## TEXTO EXTRAÍDO
Prometheus usa um modelo de dados dimensional:

http_requests_total{method="GET", endpoint="/api/users", status="200"} 1027
http_requests_total{method="POST", endpoint="/api/users", status="201"} 45
http_requests_total{method="GET", endpoint="/api/users", status="500"} 3
  • Nome da métrica: http_requests_total
  • Labels (dimensões): method, endpoint, status
  • Valor: número atual (timestamp é implícito)

Bibliotecas Go para Prometheus

Instalação

go get github.com/prometheus/client_golang/prometheus
go get github.com/prometheus/client_golang/prometheus/promauto
go get github.com/prometheus/client_golang/prometheus/promhttp

Configuração Básica

package main

import (
    "net/http"
    "time"

    "github.com/prometheus/client_golang/prometheus"
    "github.com/prometheus/client_golang/prometheus/promauto"
    "github.com/prometheus/client_golang/prometheus/promhttp"
)

var (
    // Counter - apenas incrementa
    requestsTotal = promauto.NewCounterVec(
        prometheus.CounterOpts{
            Name: "http_requests_total",
            Help: "Total de requisições HTTP",
        },
        []string{"method", "endpoint", "status"},
    )

    // Gauge - pode subir ou descer
    activeConnections = promauto.NewGauge(
        prometheus.GaugeOpts{
            Name: "active_connections",
            Help: "Número de conexões ativas",
        },
    )

    // Histogram - distribuição de valores
    requestDuration = promauto.NewHistogramVec(
        prometheus.HistogramOpts{
            Name:    "http_request_duration_seconds",
            Help:    "Duração das requisições HTTP",
            Buckets: prometheus.DefBuckets, // 0.005, 0.01, 0.025, ..., 10
        },
        []string{"method", "endpoint"},
    )

    // Summary - similar ao histogram, mas calcula percentis
    responseSize = promauto.NewSummaryVec(
        prometheus.SummaryOpts{
            Name:       "http_response_size_bytes",
            Help:       "Tamanho das respostas HTTP",
            Objectives: map[float64]float64{0.5: 0.05, 0.9: 0.01, 0.99: 0.001},
        },
        []string{"method", "endpoint"},
    )
)

func main() {
    // Endpoint de métricas
    http.Handle("/metrics", promhttp.Handler())
    
    // Aplicação
    http.HandleFunc("/api/data", handleRequest)
    
    http.ListenAndServe(":8080", nil)
}

func handleRequest(w http.ResponseWriter, r *http.Request) {
    start := time.Now()
    
    // Simula processamento
    processRequest(w, r)
    
    // Registra métricas
    duration := time.Since(start).Seconds()
    status := "200" // Determinado pelo resultado
    
    requestsTotal.WithLabelValues(r.Method, "/api/data", status).Inc()
    requestDuration.WithLabelValues(r.Method, "/api/data").Observe(duration)
}

Tipos de Métricas

1. Counter (Contador)

Apenas incrementa. Útil para contar eventos.

var (
    // Contador simples
    errorsTotal = promauto.NewCounter(
        prometheus.CounterOpts{
            Name: "errors_total",
            Help: "Número total de erros",
        },
    )

[Registros]
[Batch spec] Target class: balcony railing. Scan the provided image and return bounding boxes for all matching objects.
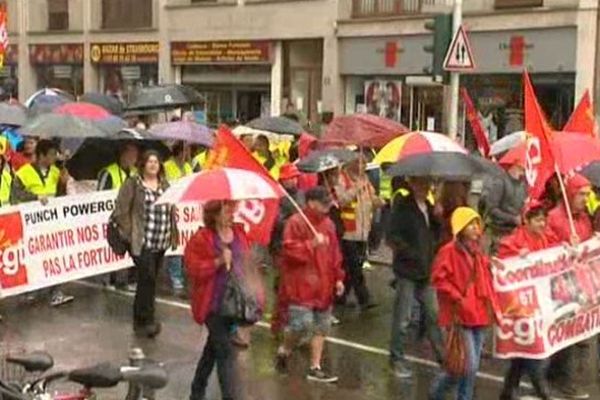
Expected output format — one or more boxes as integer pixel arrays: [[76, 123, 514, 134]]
[[494, 0, 544, 8], [352, 0, 424, 18]]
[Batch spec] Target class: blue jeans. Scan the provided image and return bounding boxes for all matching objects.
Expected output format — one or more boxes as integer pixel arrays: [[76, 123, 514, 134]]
[[429, 326, 485, 400], [167, 256, 183, 290], [390, 278, 444, 363]]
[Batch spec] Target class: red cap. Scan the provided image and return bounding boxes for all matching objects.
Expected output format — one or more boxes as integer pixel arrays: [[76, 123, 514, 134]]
[[279, 163, 300, 181]]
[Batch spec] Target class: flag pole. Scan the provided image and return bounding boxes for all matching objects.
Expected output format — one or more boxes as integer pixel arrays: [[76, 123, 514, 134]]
[[554, 163, 577, 236]]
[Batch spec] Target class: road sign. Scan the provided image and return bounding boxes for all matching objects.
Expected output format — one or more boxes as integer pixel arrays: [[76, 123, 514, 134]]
[[444, 25, 475, 72]]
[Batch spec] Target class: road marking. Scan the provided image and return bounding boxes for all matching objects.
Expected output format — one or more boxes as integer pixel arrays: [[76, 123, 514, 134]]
[[70, 281, 506, 388]]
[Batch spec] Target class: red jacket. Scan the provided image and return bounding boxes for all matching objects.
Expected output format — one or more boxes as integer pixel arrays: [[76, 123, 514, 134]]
[[280, 209, 344, 310], [431, 240, 500, 327], [498, 225, 559, 258], [183, 225, 250, 324], [548, 203, 594, 242]]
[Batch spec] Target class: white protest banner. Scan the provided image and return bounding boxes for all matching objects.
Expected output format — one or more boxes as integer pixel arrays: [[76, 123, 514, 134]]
[[0, 191, 202, 298], [494, 237, 600, 359]]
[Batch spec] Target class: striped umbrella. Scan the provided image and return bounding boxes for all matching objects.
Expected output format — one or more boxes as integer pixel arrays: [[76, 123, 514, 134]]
[[373, 131, 469, 165]]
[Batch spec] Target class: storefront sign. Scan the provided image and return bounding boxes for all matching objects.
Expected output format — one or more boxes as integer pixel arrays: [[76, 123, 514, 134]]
[[171, 41, 271, 65], [494, 238, 600, 359], [90, 42, 158, 64], [339, 27, 577, 75], [29, 43, 83, 65]]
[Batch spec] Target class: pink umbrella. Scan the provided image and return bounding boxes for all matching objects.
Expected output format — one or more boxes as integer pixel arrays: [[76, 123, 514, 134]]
[[53, 103, 112, 121], [158, 168, 285, 204]]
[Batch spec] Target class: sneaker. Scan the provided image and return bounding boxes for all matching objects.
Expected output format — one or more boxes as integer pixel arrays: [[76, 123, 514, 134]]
[[275, 349, 290, 374], [360, 303, 379, 312], [306, 368, 339, 383], [552, 385, 590, 400], [50, 290, 75, 307], [133, 322, 162, 339], [392, 361, 412, 379]]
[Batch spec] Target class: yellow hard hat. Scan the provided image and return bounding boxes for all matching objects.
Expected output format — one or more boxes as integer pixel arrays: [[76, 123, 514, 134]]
[[0, 136, 8, 156], [450, 207, 481, 236]]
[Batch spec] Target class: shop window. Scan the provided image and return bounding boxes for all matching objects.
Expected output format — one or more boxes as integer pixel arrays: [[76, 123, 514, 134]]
[[48, 0, 69, 31], [495, 0, 544, 8], [102, 0, 153, 29]]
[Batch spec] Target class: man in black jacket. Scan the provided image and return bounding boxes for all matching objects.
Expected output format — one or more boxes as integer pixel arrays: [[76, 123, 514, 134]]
[[387, 178, 443, 378]]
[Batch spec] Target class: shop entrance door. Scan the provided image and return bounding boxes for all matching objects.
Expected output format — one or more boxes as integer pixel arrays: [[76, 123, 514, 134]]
[[402, 77, 444, 132], [237, 90, 269, 123]]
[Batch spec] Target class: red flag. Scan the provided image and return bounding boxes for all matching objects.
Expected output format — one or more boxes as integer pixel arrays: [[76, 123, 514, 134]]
[[205, 126, 279, 246], [563, 90, 598, 136], [461, 88, 490, 158], [523, 71, 554, 199]]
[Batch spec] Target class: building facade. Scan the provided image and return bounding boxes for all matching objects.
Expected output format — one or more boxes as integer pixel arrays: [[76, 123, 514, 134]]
[[0, 0, 599, 136]]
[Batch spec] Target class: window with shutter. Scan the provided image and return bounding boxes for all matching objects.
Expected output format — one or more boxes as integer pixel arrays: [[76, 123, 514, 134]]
[[102, 0, 153, 29], [495, 0, 544, 8]]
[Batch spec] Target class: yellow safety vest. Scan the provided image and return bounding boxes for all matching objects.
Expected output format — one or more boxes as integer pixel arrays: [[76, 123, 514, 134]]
[[252, 152, 281, 181], [104, 163, 137, 189], [0, 136, 9, 156], [0, 168, 12, 207], [587, 190, 600, 216], [16, 164, 60, 197], [192, 150, 208, 171], [379, 171, 395, 201], [165, 158, 194, 182]]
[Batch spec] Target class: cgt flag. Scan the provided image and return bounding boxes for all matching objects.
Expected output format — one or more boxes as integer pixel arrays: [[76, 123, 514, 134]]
[[563, 90, 598, 137], [461, 88, 490, 158], [205, 126, 279, 246], [523, 71, 555, 199]]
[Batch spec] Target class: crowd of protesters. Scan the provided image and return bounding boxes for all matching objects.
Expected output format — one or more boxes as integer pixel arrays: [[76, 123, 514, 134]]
[[0, 112, 597, 400]]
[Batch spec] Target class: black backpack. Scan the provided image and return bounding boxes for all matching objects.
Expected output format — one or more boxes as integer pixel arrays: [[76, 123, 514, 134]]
[[106, 215, 129, 256]]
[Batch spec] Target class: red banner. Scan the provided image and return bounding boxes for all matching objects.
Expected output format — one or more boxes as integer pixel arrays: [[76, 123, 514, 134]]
[[563, 90, 598, 136], [523, 71, 554, 199], [461, 88, 490, 158], [493, 238, 600, 359], [206, 126, 279, 246]]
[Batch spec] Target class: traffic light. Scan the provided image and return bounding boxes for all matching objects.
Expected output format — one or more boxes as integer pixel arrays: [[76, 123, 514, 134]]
[[423, 14, 452, 78]]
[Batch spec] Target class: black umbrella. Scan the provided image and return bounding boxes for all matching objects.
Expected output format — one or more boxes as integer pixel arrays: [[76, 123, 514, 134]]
[[297, 149, 358, 173], [386, 152, 502, 181], [581, 161, 600, 187], [246, 117, 304, 136], [79, 93, 123, 115], [127, 85, 204, 111], [0, 103, 27, 126]]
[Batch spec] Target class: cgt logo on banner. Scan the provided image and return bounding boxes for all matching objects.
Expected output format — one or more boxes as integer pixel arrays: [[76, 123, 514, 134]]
[[0, 211, 28, 293], [494, 238, 600, 359], [0, 191, 277, 298]]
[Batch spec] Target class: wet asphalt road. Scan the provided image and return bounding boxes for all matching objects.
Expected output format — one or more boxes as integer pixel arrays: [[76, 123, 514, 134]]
[[0, 266, 600, 400]]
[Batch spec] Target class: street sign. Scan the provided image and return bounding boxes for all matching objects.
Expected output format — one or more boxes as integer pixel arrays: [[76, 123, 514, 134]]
[[444, 25, 475, 72]]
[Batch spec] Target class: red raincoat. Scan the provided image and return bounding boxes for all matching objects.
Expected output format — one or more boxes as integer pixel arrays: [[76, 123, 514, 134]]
[[280, 209, 344, 310], [431, 240, 500, 327], [183, 224, 250, 324], [548, 203, 594, 242], [498, 225, 559, 258]]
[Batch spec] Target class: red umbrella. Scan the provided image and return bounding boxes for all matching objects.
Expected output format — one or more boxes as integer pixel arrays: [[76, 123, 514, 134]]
[[321, 114, 408, 148], [53, 103, 112, 121], [159, 168, 284, 204]]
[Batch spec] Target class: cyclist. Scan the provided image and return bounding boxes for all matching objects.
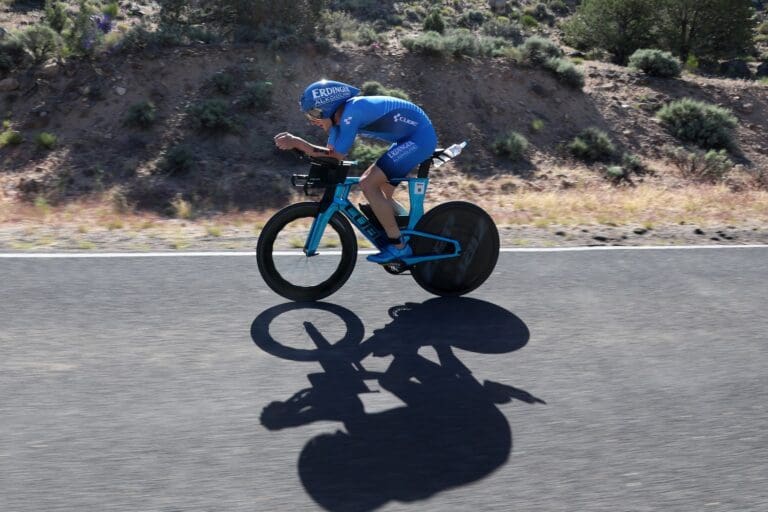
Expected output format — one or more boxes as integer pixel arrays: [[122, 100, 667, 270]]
[[275, 80, 437, 264]]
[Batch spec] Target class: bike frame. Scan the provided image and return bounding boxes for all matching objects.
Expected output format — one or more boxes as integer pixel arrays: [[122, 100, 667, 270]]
[[304, 177, 462, 266]]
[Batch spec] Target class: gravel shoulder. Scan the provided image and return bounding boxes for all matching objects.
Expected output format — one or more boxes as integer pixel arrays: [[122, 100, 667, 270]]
[[0, 220, 768, 253]]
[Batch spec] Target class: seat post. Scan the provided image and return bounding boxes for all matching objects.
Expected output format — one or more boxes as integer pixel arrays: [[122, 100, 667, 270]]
[[417, 157, 432, 178]]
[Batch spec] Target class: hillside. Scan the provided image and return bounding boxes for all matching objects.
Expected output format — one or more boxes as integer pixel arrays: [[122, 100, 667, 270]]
[[0, 0, 768, 248]]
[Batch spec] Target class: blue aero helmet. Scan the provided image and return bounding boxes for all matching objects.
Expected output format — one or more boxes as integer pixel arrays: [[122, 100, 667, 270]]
[[299, 80, 360, 119]]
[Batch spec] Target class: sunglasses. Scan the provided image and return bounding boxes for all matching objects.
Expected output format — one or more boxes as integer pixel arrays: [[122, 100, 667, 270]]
[[305, 108, 323, 121]]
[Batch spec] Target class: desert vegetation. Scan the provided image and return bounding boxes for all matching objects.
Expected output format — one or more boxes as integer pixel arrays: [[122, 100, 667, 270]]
[[0, 0, 768, 248]]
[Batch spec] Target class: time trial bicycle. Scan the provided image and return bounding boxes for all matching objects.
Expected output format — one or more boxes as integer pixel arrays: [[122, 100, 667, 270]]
[[256, 144, 499, 301]]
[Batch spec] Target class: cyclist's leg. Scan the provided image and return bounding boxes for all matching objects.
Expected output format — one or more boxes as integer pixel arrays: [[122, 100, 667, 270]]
[[360, 132, 437, 248], [360, 164, 400, 243]]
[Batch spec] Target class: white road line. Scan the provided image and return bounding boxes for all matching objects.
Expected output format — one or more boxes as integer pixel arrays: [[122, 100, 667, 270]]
[[0, 245, 768, 259]]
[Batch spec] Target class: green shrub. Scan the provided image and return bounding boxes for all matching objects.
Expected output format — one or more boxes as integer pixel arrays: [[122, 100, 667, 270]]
[[424, 10, 445, 34], [444, 28, 506, 57], [621, 153, 648, 174], [520, 14, 539, 28], [125, 101, 157, 129], [35, 132, 59, 149], [685, 54, 699, 73], [19, 25, 61, 64], [355, 24, 382, 46], [544, 58, 584, 89], [360, 81, 411, 101], [159, 145, 195, 175], [629, 48, 681, 78], [521, 36, 563, 64], [657, 98, 737, 149], [189, 100, 237, 132], [493, 131, 528, 161], [664, 146, 733, 183], [403, 32, 445, 57], [242, 81, 273, 110], [0, 34, 27, 74], [348, 140, 388, 169], [525, 4, 555, 25], [45, 0, 69, 34], [456, 9, 485, 29], [101, 2, 120, 19], [547, 0, 571, 16], [568, 128, 616, 162]]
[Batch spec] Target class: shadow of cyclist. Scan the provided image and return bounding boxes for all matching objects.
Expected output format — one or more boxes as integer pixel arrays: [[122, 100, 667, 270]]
[[252, 298, 544, 511]]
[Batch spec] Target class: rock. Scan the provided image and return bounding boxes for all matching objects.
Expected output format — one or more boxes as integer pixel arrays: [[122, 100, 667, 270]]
[[529, 82, 549, 96], [37, 62, 59, 78], [0, 78, 20, 92], [488, 0, 507, 12], [720, 59, 752, 78]]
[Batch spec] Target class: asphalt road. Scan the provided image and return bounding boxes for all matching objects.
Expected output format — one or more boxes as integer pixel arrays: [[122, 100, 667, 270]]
[[0, 248, 768, 512]]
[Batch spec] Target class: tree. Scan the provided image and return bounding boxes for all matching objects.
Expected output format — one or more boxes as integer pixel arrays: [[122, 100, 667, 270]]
[[563, 0, 656, 64], [658, 0, 755, 61]]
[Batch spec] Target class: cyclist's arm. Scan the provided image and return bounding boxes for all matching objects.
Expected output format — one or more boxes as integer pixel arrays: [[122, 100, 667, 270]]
[[275, 133, 344, 160]]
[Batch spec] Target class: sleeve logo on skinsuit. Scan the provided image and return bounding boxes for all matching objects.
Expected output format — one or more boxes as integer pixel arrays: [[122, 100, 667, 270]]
[[312, 87, 351, 106], [394, 113, 419, 126]]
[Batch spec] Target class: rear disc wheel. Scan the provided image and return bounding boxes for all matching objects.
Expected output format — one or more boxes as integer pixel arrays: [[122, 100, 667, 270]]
[[411, 201, 499, 296]]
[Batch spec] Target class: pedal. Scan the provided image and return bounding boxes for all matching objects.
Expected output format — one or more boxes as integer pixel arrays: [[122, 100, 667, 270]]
[[382, 261, 411, 276]]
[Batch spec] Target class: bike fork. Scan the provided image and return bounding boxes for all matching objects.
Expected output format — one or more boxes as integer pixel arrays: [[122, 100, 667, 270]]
[[304, 189, 339, 256]]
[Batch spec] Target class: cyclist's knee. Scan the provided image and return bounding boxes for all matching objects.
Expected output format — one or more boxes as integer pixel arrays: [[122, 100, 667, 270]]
[[360, 165, 388, 192]]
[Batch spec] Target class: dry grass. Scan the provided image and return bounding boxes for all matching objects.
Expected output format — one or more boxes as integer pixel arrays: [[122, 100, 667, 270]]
[[495, 185, 768, 227], [0, 184, 768, 250]]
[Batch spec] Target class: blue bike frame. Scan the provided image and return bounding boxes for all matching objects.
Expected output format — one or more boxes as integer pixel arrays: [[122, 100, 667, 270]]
[[304, 177, 462, 266]]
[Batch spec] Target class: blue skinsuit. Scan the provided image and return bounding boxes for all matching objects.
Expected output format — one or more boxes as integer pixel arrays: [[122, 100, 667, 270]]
[[328, 96, 437, 179]]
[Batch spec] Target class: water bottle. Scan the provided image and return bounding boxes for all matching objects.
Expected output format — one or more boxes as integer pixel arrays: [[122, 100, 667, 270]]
[[432, 141, 467, 169]]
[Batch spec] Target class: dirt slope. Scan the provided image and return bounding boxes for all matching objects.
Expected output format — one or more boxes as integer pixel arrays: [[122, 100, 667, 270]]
[[0, 46, 768, 215]]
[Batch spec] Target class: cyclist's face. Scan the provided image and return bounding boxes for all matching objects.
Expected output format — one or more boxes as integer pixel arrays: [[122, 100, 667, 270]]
[[307, 116, 333, 132]]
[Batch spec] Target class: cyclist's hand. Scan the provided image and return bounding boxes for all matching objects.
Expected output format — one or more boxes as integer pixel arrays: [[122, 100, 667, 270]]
[[275, 132, 300, 150]]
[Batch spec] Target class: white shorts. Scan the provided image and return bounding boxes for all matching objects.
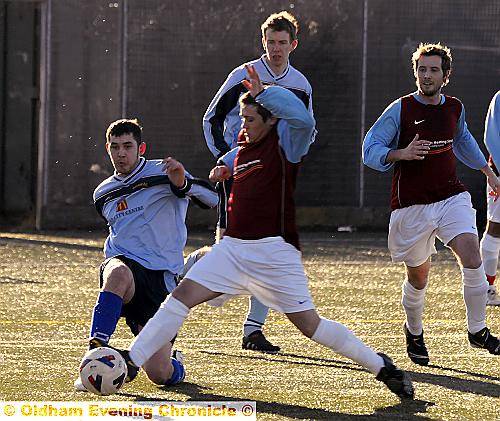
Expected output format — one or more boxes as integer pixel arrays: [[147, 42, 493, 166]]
[[389, 192, 477, 267], [186, 236, 314, 313], [486, 184, 500, 223]]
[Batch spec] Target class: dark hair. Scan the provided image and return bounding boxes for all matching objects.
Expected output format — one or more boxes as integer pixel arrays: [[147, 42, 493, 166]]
[[240, 92, 273, 123], [411, 42, 452, 79], [260, 10, 299, 42], [106, 118, 142, 145]]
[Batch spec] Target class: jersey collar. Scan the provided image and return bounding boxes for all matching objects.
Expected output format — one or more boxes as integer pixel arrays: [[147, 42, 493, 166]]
[[113, 156, 146, 183], [260, 54, 290, 81], [412, 91, 445, 105]]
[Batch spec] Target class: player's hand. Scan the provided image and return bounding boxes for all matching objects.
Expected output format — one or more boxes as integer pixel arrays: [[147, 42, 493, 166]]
[[399, 134, 431, 161], [208, 165, 231, 183], [241, 64, 264, 98], [487, 174, 500, 202], [162, 156, 186, 188]]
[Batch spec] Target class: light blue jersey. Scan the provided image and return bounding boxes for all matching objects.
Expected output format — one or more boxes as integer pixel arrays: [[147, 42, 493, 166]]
[[484, 91, 500, 169], [219, 86, 315, 171], [203, 55, 316, 157], [363, 93, 486, 171], [94, 157, 218, 274]]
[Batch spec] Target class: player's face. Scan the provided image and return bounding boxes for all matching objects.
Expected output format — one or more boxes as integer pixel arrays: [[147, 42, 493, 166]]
[[415, 56, 448, 96], [240, 105, 276, 143], [106, 133, 145, 175], [262, 29, 298, 70]]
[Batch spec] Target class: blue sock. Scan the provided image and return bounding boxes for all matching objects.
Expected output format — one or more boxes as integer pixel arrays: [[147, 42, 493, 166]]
[[165, 358, 186, 386], [90, 291, 123, 343], [243, 297, 269, 336]]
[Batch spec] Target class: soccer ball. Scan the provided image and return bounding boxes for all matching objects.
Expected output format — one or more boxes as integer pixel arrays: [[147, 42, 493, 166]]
[[80, 347, 127, 395]]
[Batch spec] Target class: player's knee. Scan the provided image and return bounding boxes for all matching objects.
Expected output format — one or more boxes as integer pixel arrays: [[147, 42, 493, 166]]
[[103, 265, 134, 295], [286, 310, 320, 338], [461, 253, 482, 269], [408, 274, 428, 290]]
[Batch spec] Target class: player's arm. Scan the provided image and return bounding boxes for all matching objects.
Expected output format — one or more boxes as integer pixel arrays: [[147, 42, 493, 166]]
[[208, 146, 240, 183], [307, 80, 318, 143], [453, 106, 487, 170], [484, 91, 500, 168], [163, 157, 219, 209], [203, 68, 245, 158], [362, 99, 408, 171]]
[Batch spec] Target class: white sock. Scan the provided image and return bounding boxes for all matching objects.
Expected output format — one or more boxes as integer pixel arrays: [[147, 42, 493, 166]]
[[462, 264, 488, 333], [129, 295, 190, 367], [481, 232, 500, 276], [401, 279, 427, 335], [311, 318, 384, 375]]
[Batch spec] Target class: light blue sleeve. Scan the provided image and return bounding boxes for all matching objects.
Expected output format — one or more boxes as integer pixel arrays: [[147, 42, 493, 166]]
[[453, 105, 487, 170], [181, 171, 219, 209], [484, 91, 500, 168], [362, 98, 401, 171], [255, 86, 316, 163], [217, 146, 240, 172]]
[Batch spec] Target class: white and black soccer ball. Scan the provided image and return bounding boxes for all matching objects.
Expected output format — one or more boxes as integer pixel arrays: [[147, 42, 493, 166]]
[[80, 347, 127, 395]]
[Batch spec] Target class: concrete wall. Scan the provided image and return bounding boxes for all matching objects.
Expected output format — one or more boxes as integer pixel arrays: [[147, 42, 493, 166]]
[[6, 0, 500, 228]]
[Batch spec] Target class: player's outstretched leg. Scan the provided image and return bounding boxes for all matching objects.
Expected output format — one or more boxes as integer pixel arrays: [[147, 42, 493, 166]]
[[241, 297, 280, 354], [287, 310, 415, 399], [481, 233, 500, 306]]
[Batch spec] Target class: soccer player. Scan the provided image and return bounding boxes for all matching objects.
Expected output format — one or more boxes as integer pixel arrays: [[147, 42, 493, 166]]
[[481, 91, 500, 306], [120, 66, 414, 398], [363, 44, 500, 365], [75, 119, 218, 391], [200, 11, 314, 352]]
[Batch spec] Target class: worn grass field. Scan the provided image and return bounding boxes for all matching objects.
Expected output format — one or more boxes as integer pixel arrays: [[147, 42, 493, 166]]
[[0, 233, 500, 420]]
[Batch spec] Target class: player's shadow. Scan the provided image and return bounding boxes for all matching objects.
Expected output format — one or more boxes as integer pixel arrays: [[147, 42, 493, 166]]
[[199, 350, 366, 371], [407, 366, 500, 398], [0, 276, 46, 285], [0, 237, 102, 251], [200, 351, 500, 398], [120, 382, 434, 421]]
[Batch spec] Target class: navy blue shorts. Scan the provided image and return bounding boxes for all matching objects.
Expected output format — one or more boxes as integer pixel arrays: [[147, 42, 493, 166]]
[[99, 256, 175, 343]]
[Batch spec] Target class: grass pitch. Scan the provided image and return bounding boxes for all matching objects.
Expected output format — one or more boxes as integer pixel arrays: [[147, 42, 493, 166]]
[[0, 233, 500, 420]]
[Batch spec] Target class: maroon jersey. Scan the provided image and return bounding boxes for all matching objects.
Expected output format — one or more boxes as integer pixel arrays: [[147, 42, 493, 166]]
[[226, 126, 300, 249], [391, 95, 465, 210], [488, 155, 498, 177]]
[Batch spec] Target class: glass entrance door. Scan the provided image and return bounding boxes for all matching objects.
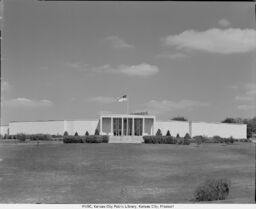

## INSTRUÇÃO ESCRITA
Por favor, retome o texto sobre métricas do Prometheus em Go a partir do ponto em que ele termina.

## RESPOSTA À TAREFA
    // Counter com labels
    httpErrors = promauto.NewCounterVec(
        prometheus.CounterOpts{
            Name: "http_errors_total",
            Help: "Total de erros HTTP por tipo",
        },
        []string{"code", "endpoint"},
    )

    // Contador de exceções
    panicRecoveries = promauto.NewCounter(
        prometheus.CounterOpts{
            Name: "panic_recoveries_total",
            Help: "Número de panics recuperados",
        },
    )
)

// Uso
func processWithError() error {
    if err := doSomething(); err != nil {
        errorsTotal.Inc()
        httpErrors.WithLabelValues("500", "/api/endpoint").Inc()
        return err
    }
    return nil
}

// Rate() no Prometheus: rate(errors_total[5m])

2. Gauge (Medidor)

Pode aumentar ou diminuir. Útil para valores instantâneos.

var (
    // Conexões ativas
    activeConnections = promauto.NewGauge(
        prometheus.GaugeOpts{
            Name: "active_connections",
            Help: "Número de conexões ativas",
        },
    )

    // Tamanho da fila
    queueSize = promauto.NewGaugeVec(
        prometheus.GaugeOpts{
            Name: "queue_size",
            Help: "Tamanho da fila por tipo",
        },
        []string{"queue_name"},
    )

    // Temperatura (exemplo IoT)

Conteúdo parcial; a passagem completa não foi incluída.